_Problem_
Rename "ocean surface" to "sea surface" in the data, starting at the line that contains "Report one point per instance of the blue sky" and ending at the end of the data. Reproduce only those lines, with everything else left unchanged.

##### Stored records #####

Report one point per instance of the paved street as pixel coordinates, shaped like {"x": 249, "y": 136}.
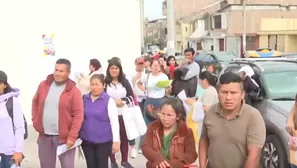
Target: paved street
{"x": 31, "y": 160}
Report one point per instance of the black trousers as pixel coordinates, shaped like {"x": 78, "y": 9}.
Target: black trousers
{"x": 97, "y": 155}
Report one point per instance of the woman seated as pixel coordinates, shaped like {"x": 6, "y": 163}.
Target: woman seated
{"x": 168, "y": 141}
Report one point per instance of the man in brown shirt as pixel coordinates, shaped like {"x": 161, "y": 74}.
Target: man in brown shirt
{"x": 233, "y": 132}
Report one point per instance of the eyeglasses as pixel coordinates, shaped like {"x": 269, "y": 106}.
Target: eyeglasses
{"x": 170, "y": 116}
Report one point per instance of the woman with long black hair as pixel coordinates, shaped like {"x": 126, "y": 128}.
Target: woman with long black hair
{"x": 84, "y": 81}
{"x": 119, "y": 88}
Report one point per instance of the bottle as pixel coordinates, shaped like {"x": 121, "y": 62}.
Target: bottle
{"x": 15, "y": 166}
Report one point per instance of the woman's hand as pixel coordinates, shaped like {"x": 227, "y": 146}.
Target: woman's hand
{"x": 290, "y": 127}
{"x": 163, "y": 164}
{"x": 120, "y": 102}
{"x": 292, "y": 143}
{"x": 205, "y": 108}
{"x": 17, "y": 158}
{"x": 190, "y": 101}
{"x": 169, "y": 89}
{"x": 115, "y": 147}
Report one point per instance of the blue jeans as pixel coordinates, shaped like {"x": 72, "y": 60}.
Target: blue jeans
{"x": 6, "y": 161}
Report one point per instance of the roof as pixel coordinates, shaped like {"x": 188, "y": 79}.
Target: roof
{"x": 195, "y": 16}
{"x": 277, "y": 66}
{"x": 272, "y": 66}
{"x": 155, "y": 20}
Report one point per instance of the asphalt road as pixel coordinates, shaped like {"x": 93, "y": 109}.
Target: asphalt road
{"x": 32, "y": 161}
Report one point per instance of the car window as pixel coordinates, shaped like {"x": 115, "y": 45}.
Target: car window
{"x": 224, "y": 57}
{"x": 281, "y": 84}
{"x": 233, "y": 69}
{"x": 204, "y": 58}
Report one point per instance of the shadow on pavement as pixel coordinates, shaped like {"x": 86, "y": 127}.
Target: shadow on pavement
{"x": 31, "y": 154}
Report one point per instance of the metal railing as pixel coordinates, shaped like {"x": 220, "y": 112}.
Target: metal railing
{"x": 264, "y": 59}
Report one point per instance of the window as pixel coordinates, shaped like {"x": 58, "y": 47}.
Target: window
{"x": 217, "y": 21}
{"x": 205, "y": 58}
{"x": 276, "y": 86}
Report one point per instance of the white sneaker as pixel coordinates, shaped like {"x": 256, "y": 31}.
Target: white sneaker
{"x": 133, "y": 152}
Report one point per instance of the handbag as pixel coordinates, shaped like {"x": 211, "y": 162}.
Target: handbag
{"x": 151, "y": 111}
{"x": 133, "y": 120}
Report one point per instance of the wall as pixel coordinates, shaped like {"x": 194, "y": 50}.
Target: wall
{"x": 80, "y": 34}
{"x": 208, "y": 42}
{"x": 233, "y": 45}
{"x": 263, "y": 41}
{"x": 291, "y": 43}
{"x": 253, "y": 20}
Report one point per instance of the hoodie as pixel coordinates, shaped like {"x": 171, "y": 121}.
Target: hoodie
{"x": 12, "y": 138}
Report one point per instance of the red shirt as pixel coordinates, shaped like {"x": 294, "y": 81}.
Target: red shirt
{"x": 71, "y": 110}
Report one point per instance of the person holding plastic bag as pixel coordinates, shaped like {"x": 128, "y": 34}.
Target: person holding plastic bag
{"x": 154, "y": 94}
{"x": 99, "y": 112}
{"x": 209, "y": 97}
{"x": 168, "y": 141}
{"x": 119, "y": 88}
{"x": 12, "y": 130}
{"x": 84, "y": 80}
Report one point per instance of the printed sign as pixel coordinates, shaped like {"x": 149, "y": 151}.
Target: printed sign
{"x": 48, "y": 45}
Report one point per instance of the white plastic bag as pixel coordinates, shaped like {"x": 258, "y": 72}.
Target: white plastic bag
{"x": 133, "y": 120}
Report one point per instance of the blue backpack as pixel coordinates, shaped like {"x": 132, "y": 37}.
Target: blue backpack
{"x": 9, "y": 107}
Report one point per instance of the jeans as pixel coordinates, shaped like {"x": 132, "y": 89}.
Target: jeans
{"x": 5, "y": 161}
{"x": 97, "y": 154}
{"x": 47, "y": 152}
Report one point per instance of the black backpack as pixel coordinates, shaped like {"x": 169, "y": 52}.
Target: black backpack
{"x": 9, "y": 107}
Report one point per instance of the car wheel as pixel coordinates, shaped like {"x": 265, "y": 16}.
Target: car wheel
{"x": 274, "y": 155}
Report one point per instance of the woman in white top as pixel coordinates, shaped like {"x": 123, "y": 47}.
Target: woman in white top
{"x": 119, "y": 88}
{"x": 210, "y": 95}
{"x": 84, "y": 81}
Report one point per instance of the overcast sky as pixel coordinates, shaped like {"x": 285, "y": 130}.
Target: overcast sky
{"x": 153, "y": 9}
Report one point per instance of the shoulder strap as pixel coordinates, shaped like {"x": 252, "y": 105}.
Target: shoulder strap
{"x": 9, "y": 107}
{"x": 146, "y": 83}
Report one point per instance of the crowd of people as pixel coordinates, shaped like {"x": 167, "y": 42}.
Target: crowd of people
{"x": 233, "y": 132}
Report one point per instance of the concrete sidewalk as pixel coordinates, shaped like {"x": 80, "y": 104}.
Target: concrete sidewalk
{"x": 32, "y": 161}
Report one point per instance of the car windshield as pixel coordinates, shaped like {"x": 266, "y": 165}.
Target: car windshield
{"x": 224, "y": 57}
{"x": 282, "y": 84}
{"x": 204, "y": 58}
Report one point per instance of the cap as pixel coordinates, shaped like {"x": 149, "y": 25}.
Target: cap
{"x": 139, "y": 60}
{"x": 3, "y": 76}
{"x": 247, "y": 70}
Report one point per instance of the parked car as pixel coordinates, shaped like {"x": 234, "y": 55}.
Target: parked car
{"x": 216, "y": 58}
{"x": 263, "y": 53}
{"x": 277, "y": 79}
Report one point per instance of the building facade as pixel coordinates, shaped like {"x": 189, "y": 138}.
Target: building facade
{"x": 155, "y": 33}
{"x": 224, "y": 27}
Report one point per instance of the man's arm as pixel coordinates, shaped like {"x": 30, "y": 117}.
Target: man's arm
{"x": 256, "y": 135}
{"x": 78, "y": 115}
{"x": 35, "y": 103}
{"x": 147, "y": 148}
{"x": 203, "y": 146}
{"x": 190, "y": 153}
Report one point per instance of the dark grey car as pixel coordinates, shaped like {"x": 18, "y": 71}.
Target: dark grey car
{"x": 278, "y": 86}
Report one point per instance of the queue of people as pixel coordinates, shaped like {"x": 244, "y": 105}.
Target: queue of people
{"x": 63, "y": 111}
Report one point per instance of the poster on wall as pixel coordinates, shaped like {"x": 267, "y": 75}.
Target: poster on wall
{"x": 48, "y": 45}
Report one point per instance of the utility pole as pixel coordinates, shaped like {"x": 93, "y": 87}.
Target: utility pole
{"x": 244, "y": 25}
{"x": 170, "y": 28}
{"x": 141, "y": 3}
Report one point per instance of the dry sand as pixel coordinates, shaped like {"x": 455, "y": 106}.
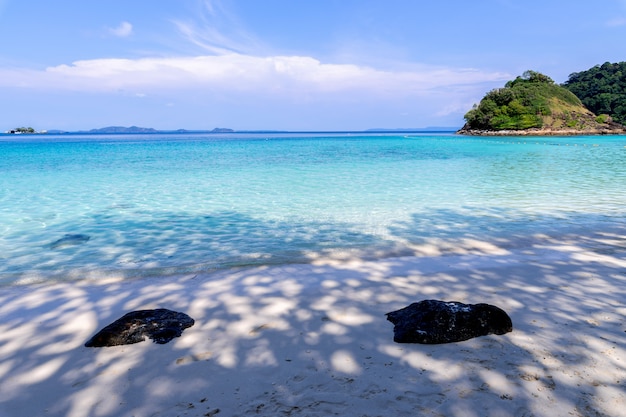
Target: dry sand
{"x": 312, "y": 340}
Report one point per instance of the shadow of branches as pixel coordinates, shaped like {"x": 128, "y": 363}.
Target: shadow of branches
{"x": 312, "y": 339}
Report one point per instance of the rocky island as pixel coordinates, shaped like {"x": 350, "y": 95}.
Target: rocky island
{"x": 534, "y": 105}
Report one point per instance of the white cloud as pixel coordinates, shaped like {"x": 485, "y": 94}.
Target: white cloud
{"x": 278, "y": 75}
{"x": 215, "y": 30}
{"x": 618, "y": 21}
{"x": 124, "y": 30}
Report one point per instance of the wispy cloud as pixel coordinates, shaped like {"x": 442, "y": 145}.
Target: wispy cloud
{"x": 278, "y": 76}
{"x": 124, "y": 30}
{"x": 217, "y": 31}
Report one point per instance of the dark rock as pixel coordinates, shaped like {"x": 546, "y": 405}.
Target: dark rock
{"x": 69, "y": 240}
{"x": 160, "y": 325}
{"x": 433, "y": 321}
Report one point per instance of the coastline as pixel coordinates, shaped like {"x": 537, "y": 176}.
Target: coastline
{"x": 616, "y": 130}
{"x": 312, "y": 340}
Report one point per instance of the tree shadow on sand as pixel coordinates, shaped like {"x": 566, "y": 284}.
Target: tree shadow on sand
{"x": 312, "y": 339}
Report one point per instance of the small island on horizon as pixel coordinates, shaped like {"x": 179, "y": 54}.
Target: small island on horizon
{"x": 534, "y": 105}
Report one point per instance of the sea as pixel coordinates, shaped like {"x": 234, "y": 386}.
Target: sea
{"x": 135, "y": 206}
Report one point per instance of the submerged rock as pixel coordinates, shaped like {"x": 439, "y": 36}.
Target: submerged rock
{"x": 69, "y": 240}
{"x": 160, "y": 325}
{"x": 434, "y": 321}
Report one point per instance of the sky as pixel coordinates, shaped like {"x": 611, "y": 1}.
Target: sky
{"x": 297, "y": 65}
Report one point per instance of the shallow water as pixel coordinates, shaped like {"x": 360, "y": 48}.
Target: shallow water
{"x": 169, "y": 204}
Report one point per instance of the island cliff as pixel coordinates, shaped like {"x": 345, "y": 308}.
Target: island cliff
{"x": 534, "y": 105}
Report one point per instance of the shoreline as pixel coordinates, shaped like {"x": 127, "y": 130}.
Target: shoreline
{"x": 312, "y": 339}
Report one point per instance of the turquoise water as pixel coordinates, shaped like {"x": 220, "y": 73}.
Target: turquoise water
{"x": 147, "y": 205}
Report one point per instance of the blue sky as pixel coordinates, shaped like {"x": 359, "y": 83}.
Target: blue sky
{"x": 284, "y": 64}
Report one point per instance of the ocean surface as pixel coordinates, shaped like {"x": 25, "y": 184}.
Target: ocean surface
{"x": 76, "y": 207}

#####

_The reply_
Report one point per instance of the blue sky as pixel coordinates, shaped like {"x": 359, "y": 83}.
Target: blue sky
{"x": 284, "y": 64}
Report one point per instance of the sea surface as pixel coordinates, shaped like {"x": 25, "y": 184}.
Target: sea surface
{"x": 76, "y": 207}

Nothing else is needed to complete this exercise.